### Using the information:
1. According to the passage on fiber and vegetables, how many servings of vegetables and fruits are recommended each day?
2. Please summarize the passage on fiber and vegetables in two sentences.

### Supplied passage:

In addition, a high-fiber diet is often low in fat while providing a feeling of satiety, or fullness, without adding unnecessary calories. Because of this quality, fiber can play an important role in weight control.
Do you know what a serving is?
What is a serving?
The recommendation is at least 7 servings of vegetables and fruits each day. Examples of vegetable servings include:
- 3 heaped tbsp cooked carrots, peas or diced swede
- 1 corn on the cob
- 8 Brussels sprouts
- 1 cereal bowl of salad leaves
- 1 medium or 7 cherry tomatoes
- 5cm (2in) piece of cucumber
Increasing Your Vegetable Intake
Vegetables are packed with vitamins and minerals and provide a great source of fiber, so try to eat two to three servings a day, This is not as hard as it may seem. Eat raw vegetables, such as peppers and celery, as often as possible, to benefit from their optimum nutritional content. Otherwise, you should use a cooking method that minimizes loss of nutrients.

### Data extract:

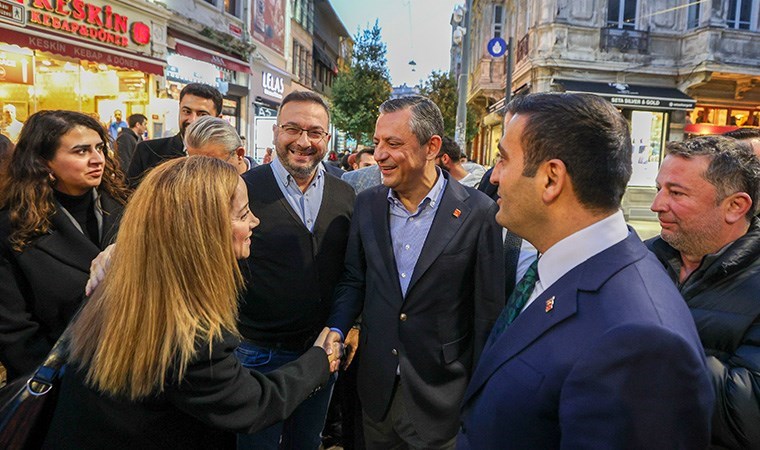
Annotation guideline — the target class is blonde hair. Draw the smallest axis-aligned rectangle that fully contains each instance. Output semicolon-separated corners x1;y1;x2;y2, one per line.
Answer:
70;156;243;400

### Task answers:
1. At least 7 servings of vegetables and fruits each day.

2. A high-fiber diet is often low in fat and gives a feeling of fullness without adding unnecessary calories, so fiber can play an important role in weight control. The recommendation is at least 7 servings of vegetables and fruits a day, and vegetables, which are packed with vitamins, minerals and fiber, should be eaten raw as often as possible or cooked in a way that minimizes loss of nutrients.